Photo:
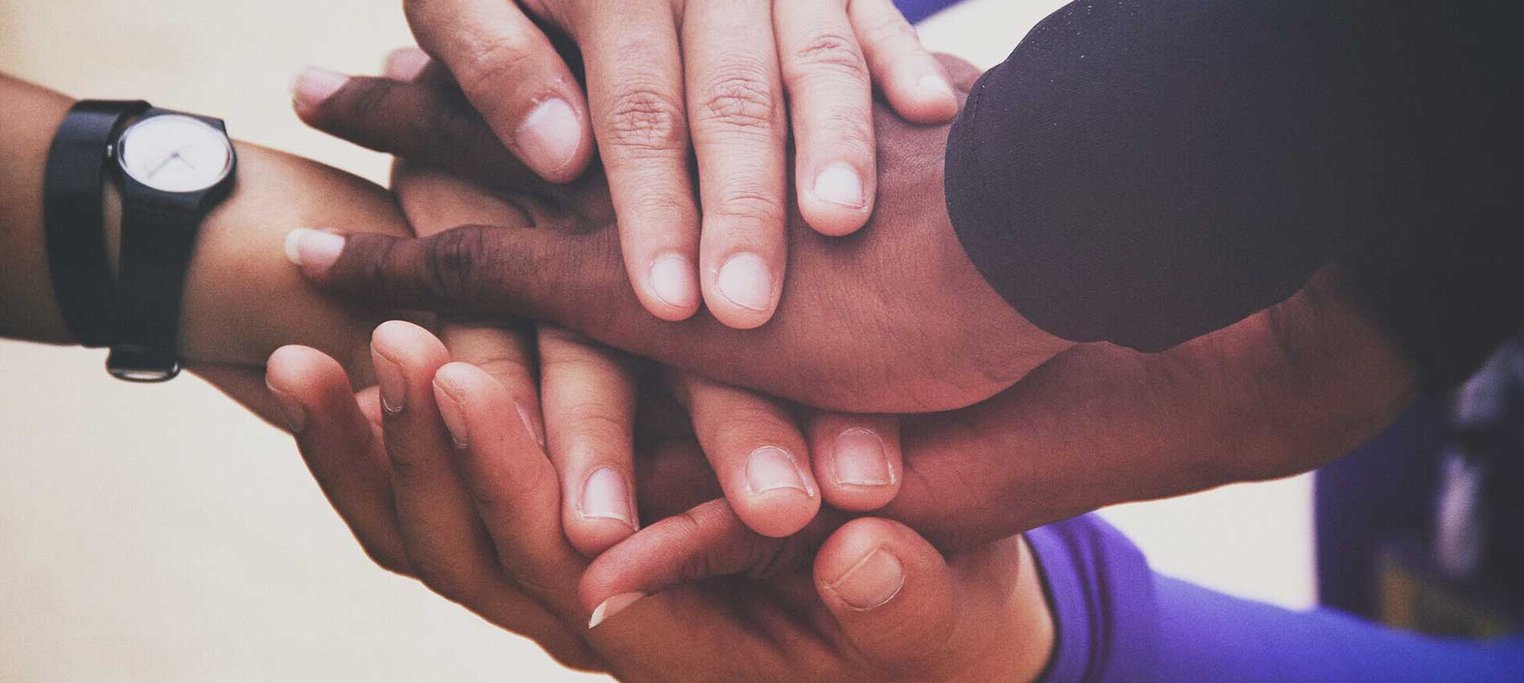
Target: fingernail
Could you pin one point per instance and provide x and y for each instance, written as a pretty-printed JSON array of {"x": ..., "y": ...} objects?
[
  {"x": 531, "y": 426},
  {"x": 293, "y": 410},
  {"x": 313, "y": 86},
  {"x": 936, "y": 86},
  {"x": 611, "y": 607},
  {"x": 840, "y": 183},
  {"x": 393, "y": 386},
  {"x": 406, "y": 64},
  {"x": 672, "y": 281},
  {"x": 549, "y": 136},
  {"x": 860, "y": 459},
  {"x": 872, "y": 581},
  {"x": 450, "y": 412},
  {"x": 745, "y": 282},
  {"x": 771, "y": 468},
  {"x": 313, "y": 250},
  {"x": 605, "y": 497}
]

══════

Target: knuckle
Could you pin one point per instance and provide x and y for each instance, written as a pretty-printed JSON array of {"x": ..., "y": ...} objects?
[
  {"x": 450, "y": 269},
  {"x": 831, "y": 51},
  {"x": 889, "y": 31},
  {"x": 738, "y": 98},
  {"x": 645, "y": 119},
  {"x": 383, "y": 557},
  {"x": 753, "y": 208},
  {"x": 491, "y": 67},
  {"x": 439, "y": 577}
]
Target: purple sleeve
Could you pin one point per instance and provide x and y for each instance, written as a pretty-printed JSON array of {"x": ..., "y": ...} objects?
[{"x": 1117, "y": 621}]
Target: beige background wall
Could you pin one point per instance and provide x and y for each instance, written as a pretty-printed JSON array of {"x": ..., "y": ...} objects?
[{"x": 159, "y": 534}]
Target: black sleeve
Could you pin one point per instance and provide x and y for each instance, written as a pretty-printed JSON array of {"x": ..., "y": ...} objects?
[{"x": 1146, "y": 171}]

══════

• WHAT IS BEING ASKED: List each line of the data above that contains the string "Target", treating uppercase and lowercase as different.

• RESULT:
Target: fingernail
Target: knuckle
Target: purple sleeve
Target: beige background wall
Target: black sleeve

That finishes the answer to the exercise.